EXERCISE AIM -> Repeat word for word the rows below, from the line with "Accessibility tool request: describe where the foam" to the line with "xmin=71 ymin=163 xmax=245 ymax=500", including both of those lines and nothing else.

---------- RECORD SET

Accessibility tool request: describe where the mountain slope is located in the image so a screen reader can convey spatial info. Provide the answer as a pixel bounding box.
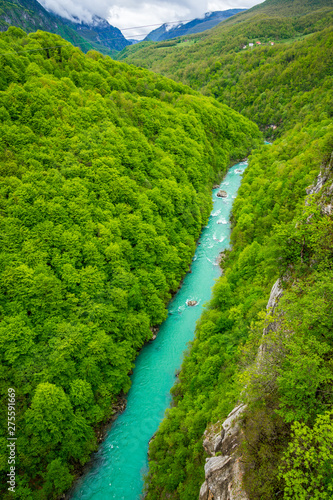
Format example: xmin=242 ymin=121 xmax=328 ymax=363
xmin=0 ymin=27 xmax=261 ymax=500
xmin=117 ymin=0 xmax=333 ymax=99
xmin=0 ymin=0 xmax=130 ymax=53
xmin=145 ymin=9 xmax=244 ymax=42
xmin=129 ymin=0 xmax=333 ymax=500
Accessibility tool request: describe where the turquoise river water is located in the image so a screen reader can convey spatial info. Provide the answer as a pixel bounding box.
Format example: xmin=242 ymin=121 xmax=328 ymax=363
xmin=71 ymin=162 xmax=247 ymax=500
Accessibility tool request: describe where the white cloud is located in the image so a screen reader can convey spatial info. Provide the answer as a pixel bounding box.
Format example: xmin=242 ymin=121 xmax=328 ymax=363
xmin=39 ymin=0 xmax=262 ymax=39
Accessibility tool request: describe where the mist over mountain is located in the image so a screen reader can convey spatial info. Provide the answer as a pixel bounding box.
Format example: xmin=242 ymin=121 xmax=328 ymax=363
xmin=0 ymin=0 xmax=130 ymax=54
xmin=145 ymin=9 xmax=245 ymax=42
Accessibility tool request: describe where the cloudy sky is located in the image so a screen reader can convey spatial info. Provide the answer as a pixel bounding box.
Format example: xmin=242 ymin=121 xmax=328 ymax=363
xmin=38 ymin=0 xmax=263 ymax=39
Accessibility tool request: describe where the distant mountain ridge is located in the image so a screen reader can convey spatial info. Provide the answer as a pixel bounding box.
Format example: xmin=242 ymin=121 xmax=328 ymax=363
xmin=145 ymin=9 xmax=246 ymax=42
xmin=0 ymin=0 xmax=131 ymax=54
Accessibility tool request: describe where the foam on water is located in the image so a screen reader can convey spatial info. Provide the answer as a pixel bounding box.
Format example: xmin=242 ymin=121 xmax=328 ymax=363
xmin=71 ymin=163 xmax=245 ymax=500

--------------------
---------- RECORD SET

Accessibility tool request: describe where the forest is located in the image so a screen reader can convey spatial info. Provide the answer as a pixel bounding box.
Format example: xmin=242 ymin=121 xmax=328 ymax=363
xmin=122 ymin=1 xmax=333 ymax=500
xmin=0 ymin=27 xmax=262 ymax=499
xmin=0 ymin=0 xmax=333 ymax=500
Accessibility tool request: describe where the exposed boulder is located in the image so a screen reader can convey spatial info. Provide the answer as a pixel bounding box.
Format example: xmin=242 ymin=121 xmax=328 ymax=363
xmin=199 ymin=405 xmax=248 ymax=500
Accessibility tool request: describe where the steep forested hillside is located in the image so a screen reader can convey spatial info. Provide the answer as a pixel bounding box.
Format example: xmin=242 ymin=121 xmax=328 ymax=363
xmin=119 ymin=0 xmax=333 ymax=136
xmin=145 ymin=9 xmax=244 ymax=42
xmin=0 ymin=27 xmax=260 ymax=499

--------------------

EXERCISE RESULT ->
Accessibility tool request: describe where the foam on water is located in the image so a screen reader can convey spatial info. Provide the answer as a pixel bounding box.
Format example: xmin=242 ymin=121 xmax=328 ymax=363
xmin=71 ymin=163 xmax=245 ymax=500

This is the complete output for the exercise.